> _GIVEN PASSAGE_
== == ==
Cystoid macular edema following cataract surgery causes macular thickening with accumulation of intraretinal fluid and is thought to be the result of inflammatory reactions caused by cataract surgery [2425]. Thus, information regarding whether macular thickness has changed after cataract surgery is important. OCT measurements have been used to evaluate changes in macular thickness after cataract surgery with or without medical treatment [262728]. The factors that affect macular thickness after cataract surgery are not only inflammatory insults due to surgery [242529], but also changes in media opacity caused by cataract removal [121330]. This study compared preoperative wide-field fundus imaging and SD-OCT to exclude the effect of postoperative inflammatory insult on macular thickness. The results showed that cataract severity, especially dense PSC, influenced SD-OCT SNR and macular thickness. Changes in SNR after cataract surgery and segmentation errors in OCT should also be considered when evaluating changes in macular thickness after cataract surgery.
This study has some limitations. First, the medical records of consecutive patients were retrospectively reviewed. Second, the laser wavelengths of Optos Optomap and SD-OCT/SLO differ. The Optos Optomap uses a 633 nm red laser and a 532 nm green laser, whereas the SD-OCT uses an infrared 840 nm wavelength. The amount of light obscured by a cataract might differ based on use of the visible or infrared region. However, there was significant correlation between cataract grade based on wide-field fundus imaging and the SD-OCT SNR.
In conclusion, this study demonstrated that cataract grade based on wide-field fundus imaging was negatively correlated with SD-OCT SNR. The underestimation of macular thickness in eyes with high-grade cataracts was due to segmentation errors on SD-OCT. Segmentation errors in SD-OCT should be considered when evaluating macular thickness in eyes with cataracts.
Acknowledgements
This research was supported by the Basic Science Research Program through the National Research Foundation of Korea (NRF) funded by the Ministry of Education (2016R1D1A1A02937003), by a Korea University Grant (K1625491), and by the Alumni of the Department of Ophthalmology, Korea University College of Medicine in 2017.
Notes
Conflict of Interest: No potential conflict of interest relevant to this article was reported.
== == ==
> _SOURCE MATERIAL_
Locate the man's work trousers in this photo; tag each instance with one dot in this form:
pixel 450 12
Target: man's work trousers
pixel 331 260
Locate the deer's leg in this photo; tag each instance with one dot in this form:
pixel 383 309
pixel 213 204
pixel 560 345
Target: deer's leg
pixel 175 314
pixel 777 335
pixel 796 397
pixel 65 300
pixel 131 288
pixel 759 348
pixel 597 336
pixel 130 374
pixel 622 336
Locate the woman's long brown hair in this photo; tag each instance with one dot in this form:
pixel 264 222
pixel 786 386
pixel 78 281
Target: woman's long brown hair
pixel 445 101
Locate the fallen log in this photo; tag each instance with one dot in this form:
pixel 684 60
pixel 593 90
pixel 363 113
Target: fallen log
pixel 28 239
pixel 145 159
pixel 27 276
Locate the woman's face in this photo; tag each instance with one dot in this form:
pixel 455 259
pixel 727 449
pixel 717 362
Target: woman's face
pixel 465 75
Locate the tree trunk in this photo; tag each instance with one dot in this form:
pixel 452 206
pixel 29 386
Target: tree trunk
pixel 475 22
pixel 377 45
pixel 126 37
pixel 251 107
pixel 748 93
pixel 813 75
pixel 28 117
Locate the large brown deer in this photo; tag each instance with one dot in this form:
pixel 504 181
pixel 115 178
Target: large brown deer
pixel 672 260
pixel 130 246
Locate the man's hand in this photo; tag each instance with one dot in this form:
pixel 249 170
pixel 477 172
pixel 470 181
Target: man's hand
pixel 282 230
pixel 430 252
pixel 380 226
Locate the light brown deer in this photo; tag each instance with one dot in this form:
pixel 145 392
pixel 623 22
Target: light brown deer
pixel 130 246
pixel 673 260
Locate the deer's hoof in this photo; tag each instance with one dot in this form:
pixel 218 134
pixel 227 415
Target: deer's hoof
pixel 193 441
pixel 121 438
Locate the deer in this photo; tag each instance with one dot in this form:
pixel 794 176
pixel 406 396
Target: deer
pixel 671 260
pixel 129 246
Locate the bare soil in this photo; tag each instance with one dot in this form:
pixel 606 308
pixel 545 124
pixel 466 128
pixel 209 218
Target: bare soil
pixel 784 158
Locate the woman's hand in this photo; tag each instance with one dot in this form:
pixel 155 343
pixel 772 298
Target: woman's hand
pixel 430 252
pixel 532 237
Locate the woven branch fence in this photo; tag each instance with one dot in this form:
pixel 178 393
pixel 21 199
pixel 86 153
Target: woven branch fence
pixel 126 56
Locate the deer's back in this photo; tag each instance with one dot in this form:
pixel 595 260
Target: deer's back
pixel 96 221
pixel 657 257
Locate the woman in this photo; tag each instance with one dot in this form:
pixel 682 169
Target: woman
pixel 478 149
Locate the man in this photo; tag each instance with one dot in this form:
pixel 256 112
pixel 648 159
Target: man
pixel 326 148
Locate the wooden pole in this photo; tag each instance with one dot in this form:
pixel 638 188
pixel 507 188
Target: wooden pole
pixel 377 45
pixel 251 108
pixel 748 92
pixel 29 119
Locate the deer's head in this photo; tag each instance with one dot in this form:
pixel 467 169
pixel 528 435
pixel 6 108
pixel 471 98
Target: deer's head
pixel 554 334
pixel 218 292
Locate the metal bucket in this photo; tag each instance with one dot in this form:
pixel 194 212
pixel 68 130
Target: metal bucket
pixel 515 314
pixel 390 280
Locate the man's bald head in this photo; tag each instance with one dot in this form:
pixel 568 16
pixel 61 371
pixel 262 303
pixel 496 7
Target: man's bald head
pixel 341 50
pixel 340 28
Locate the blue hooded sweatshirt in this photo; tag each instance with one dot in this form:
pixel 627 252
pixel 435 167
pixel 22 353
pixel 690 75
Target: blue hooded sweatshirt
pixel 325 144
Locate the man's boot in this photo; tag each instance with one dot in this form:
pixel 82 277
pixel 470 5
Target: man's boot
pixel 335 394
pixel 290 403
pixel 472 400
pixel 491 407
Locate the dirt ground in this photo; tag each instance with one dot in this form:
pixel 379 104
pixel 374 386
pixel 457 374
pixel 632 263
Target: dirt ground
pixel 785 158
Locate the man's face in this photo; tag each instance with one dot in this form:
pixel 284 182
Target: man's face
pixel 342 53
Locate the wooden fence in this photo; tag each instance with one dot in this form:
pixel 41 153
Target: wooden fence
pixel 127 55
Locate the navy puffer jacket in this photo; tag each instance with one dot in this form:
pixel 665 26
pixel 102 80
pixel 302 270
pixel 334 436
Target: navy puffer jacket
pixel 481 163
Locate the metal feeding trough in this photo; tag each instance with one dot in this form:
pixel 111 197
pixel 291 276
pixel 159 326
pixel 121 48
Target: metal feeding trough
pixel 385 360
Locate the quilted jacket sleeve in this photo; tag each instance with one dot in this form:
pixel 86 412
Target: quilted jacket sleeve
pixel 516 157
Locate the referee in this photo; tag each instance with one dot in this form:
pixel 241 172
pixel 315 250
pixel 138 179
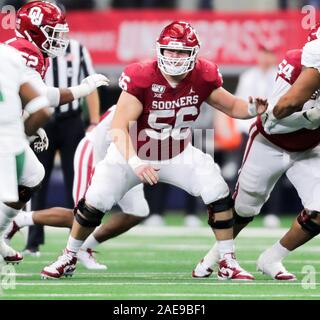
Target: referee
pixel 64 130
== == ==
> _BRIEF_
In the passage on cataracts and SD-OCT, what wavelength does the SD-OCT use?

> _RESULT_
An infrared 840 nm wavelength.